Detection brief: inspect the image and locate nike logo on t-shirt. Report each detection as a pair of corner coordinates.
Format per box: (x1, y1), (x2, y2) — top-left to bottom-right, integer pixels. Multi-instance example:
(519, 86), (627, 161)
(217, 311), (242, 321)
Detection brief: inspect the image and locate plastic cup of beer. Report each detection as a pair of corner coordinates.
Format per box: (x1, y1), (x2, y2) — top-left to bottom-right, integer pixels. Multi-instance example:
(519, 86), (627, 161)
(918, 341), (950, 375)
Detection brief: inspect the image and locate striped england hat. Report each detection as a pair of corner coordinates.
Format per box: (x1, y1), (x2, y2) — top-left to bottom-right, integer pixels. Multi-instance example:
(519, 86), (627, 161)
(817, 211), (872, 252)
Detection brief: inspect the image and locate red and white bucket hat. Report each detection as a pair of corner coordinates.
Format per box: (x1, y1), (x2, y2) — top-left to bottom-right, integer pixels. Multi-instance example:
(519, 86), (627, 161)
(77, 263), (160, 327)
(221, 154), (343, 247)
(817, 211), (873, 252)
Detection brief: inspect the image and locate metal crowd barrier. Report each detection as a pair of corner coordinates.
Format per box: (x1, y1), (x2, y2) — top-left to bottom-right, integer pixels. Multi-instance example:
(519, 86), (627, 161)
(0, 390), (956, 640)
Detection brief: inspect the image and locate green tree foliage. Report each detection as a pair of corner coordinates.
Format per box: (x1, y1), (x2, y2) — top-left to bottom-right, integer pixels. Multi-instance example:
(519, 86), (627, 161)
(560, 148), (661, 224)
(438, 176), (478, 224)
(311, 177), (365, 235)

◆ ◆ ◆ ◆

» Task description
From the material above, gather all lines that include the string "each" and copy them.

» Result
Detection brief: inspect the image and locate nike logo on t-shirt. Report each detection as a pair of corner coordinates.
Detection brief: inspect the image and locate plastic cup of beer. Report each detection as a pair of corner coordinates.
Detection brief: inspect the image and locate striped england hat. Report each detection as a pair of corner coordinates.
Detection brief: inspect the image and locate red and white bucket hat. Report each detection as a pair of corner coordinates.
Detection brief: inspect the image and locate metal crowd barrier. Report each detection as a pair of corner coordinates.
Detection brief: inspect the image and locate green tree foliage. Report each detection as a pair of corner coordinates.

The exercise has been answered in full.